→ **Dataset**:
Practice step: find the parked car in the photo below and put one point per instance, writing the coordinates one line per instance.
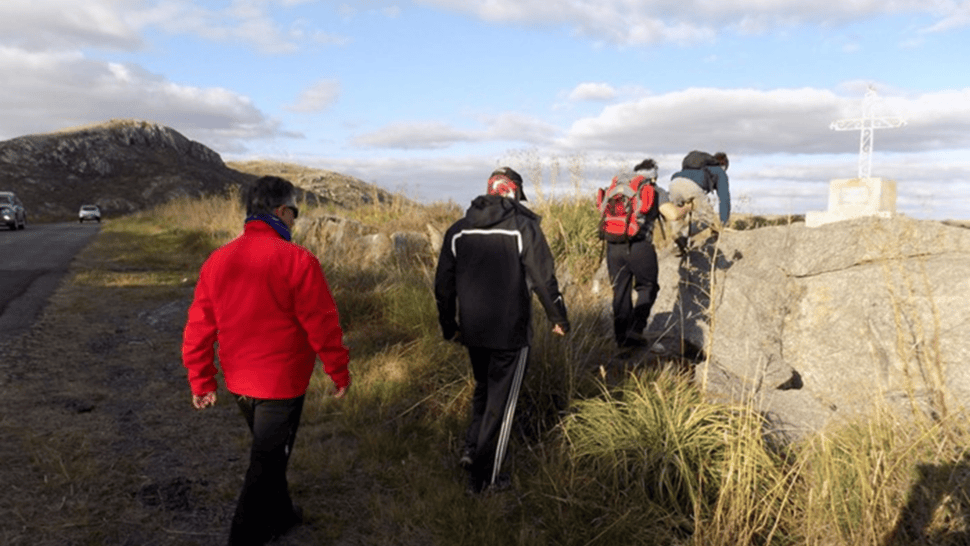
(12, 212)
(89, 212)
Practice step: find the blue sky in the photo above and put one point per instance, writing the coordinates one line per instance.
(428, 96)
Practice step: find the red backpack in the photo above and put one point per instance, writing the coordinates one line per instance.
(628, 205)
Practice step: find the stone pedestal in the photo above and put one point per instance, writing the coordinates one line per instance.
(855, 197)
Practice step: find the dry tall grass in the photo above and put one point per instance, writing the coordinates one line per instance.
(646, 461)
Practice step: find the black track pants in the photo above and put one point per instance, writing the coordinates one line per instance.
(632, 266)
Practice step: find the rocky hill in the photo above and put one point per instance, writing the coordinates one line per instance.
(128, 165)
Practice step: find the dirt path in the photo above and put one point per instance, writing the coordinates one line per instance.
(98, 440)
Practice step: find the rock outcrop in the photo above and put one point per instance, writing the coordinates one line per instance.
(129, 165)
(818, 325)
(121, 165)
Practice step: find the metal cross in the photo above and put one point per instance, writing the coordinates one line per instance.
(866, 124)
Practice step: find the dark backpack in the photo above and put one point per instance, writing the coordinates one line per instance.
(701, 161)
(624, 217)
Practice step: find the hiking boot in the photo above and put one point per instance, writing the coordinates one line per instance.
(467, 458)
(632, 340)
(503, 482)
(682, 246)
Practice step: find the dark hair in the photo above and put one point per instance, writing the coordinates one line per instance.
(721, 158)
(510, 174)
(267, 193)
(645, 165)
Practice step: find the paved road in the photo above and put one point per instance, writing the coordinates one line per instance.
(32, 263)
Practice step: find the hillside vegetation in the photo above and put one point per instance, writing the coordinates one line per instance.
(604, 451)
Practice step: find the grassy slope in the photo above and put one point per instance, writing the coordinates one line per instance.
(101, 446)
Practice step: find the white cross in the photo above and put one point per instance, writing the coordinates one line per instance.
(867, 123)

---

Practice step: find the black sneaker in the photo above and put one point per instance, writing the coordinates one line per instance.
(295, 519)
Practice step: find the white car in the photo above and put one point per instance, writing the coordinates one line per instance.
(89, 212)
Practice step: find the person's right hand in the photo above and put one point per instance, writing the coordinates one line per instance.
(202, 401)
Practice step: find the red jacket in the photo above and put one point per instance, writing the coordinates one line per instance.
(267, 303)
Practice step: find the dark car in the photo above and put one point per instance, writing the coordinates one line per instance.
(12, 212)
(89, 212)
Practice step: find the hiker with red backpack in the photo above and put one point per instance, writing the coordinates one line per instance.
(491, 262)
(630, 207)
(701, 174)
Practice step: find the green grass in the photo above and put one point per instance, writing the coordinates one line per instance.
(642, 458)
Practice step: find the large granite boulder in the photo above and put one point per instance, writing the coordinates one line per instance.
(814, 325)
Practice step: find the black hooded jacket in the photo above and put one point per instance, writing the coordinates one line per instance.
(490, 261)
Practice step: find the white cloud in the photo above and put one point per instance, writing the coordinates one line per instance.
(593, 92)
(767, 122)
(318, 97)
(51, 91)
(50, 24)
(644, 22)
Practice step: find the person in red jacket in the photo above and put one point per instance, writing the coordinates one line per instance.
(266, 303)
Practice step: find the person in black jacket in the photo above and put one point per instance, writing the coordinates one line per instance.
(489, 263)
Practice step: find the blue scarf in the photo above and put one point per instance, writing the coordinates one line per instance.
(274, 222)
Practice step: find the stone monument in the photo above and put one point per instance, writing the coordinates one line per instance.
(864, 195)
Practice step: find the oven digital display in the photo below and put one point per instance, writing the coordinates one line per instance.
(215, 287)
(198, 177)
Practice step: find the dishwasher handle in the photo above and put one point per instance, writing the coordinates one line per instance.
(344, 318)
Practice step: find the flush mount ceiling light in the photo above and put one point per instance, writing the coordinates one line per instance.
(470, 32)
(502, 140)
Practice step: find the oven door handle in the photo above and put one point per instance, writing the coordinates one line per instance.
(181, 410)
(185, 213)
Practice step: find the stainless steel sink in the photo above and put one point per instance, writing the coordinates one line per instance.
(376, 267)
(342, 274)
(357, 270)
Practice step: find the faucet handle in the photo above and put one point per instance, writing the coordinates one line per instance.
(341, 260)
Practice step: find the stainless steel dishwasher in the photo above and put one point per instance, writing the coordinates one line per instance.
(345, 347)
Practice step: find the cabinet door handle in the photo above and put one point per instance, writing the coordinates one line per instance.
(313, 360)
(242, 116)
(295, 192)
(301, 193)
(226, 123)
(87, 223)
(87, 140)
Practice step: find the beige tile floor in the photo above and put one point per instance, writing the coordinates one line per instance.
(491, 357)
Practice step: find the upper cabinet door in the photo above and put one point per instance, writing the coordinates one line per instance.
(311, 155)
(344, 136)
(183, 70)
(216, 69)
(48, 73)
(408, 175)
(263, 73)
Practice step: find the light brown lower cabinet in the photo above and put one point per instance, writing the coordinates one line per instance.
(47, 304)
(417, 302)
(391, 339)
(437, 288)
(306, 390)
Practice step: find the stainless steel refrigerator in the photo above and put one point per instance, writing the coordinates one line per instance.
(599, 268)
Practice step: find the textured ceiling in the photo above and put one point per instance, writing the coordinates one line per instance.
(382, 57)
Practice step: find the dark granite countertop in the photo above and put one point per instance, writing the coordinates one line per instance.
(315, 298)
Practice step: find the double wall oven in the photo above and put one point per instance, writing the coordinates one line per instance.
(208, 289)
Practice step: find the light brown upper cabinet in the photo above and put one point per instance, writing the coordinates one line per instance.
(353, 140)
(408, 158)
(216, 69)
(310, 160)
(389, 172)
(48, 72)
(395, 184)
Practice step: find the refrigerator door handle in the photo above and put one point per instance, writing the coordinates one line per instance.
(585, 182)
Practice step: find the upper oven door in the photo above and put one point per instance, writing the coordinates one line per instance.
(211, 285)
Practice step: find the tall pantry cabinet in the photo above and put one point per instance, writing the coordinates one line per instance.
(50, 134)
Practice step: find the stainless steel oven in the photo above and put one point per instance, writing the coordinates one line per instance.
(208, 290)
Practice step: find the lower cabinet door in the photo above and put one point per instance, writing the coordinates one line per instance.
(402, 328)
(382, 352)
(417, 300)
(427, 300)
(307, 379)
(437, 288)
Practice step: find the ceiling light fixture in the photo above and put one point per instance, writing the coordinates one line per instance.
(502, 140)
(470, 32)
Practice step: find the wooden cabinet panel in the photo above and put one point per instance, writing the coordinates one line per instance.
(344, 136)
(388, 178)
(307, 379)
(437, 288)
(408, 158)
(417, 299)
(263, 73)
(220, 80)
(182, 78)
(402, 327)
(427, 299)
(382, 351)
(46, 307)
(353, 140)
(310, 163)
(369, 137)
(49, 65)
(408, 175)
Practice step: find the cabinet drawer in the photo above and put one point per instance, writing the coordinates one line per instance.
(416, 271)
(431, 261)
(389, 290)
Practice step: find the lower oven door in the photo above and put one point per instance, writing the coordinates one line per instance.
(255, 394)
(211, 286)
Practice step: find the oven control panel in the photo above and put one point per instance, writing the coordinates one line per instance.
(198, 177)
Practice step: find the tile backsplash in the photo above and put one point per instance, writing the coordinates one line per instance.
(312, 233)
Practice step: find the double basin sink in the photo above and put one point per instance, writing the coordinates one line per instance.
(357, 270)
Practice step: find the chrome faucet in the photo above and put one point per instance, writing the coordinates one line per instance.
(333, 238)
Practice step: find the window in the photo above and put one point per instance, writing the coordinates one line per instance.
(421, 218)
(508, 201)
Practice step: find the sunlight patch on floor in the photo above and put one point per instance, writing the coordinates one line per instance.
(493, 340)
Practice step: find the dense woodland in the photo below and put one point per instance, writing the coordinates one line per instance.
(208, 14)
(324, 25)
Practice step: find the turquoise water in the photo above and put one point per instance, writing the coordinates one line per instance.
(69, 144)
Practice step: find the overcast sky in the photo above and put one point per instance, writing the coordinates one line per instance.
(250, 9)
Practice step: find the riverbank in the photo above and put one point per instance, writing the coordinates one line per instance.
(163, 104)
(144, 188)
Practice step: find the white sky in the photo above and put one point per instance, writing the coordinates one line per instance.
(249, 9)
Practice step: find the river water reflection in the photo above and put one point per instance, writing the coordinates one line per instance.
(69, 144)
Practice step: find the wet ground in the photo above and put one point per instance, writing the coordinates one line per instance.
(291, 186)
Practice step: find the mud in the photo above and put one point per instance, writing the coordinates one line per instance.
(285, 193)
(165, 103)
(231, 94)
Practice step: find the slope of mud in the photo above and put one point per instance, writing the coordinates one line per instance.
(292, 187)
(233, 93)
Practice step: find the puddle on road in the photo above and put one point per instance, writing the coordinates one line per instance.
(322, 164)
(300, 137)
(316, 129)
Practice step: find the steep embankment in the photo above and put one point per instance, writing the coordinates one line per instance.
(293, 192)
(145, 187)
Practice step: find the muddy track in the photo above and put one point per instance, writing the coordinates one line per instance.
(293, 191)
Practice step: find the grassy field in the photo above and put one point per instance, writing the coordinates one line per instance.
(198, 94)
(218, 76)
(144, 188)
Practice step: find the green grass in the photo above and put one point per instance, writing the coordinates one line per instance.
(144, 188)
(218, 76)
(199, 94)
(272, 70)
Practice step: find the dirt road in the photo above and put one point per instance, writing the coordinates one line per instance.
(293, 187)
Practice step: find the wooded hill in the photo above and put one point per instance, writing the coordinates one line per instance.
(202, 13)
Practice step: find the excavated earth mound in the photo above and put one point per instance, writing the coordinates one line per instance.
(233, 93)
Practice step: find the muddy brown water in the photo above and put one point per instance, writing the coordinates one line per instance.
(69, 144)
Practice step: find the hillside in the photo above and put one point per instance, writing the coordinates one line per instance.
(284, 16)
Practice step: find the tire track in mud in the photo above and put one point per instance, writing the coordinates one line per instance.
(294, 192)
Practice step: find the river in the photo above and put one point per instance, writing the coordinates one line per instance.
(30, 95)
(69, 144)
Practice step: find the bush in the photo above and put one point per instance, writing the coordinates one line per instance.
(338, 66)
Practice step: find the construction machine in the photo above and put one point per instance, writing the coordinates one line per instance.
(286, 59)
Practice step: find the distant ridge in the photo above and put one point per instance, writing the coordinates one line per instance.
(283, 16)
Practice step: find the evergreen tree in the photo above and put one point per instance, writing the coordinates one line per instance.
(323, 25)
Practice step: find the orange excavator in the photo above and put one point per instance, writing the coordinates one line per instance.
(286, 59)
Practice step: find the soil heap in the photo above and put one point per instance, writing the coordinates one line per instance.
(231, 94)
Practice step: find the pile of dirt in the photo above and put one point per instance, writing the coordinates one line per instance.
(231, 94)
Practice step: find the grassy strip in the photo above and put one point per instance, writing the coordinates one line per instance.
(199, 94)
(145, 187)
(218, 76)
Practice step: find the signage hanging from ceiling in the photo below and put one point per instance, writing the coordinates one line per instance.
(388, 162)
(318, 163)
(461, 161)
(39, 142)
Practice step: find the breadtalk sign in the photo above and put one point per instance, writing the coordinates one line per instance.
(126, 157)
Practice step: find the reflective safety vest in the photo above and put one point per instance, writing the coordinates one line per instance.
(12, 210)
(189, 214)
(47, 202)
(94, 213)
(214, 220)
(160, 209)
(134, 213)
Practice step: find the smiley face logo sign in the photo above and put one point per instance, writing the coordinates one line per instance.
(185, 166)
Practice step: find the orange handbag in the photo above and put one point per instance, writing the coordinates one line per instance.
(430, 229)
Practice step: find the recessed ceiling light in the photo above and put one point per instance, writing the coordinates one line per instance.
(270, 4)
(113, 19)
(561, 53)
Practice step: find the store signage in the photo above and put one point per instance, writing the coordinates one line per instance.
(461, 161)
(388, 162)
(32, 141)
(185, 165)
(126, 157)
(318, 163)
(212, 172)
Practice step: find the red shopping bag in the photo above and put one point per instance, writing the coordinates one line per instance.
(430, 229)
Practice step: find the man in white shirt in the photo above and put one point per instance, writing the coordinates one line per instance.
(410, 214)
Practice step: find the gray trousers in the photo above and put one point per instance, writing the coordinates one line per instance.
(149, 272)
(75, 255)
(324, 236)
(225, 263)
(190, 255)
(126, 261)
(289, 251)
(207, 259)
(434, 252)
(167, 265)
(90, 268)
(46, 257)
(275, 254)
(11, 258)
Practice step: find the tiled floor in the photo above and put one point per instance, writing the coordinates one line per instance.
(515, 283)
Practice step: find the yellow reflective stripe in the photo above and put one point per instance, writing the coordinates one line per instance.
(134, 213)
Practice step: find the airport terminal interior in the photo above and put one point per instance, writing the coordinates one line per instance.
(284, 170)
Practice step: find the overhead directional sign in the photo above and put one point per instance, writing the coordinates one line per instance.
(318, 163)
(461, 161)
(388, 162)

→ **Task instructions**:
Copy out every line from both blocks above that contains the word "handle".

→ **Response to the task**:
Practice step: find the dishwasher handle in the photo above and put one point per instance, writing the coordinates one line per instance.
Practice step: find the oven door handle in the photo above and put one point per instance, writing the coordinates one line per instance.
Practice step: find the faucet handle in the photo above and put one point per instance, writing the coordinates one line per instance.
Practice step: find the cabinet door handle in the photo above and put one point per instance, writing the coordinates one line per instance.
Practice step: find the refrigerator door handle in the photo above and put one point per instance, writing the coordinates one line per instance.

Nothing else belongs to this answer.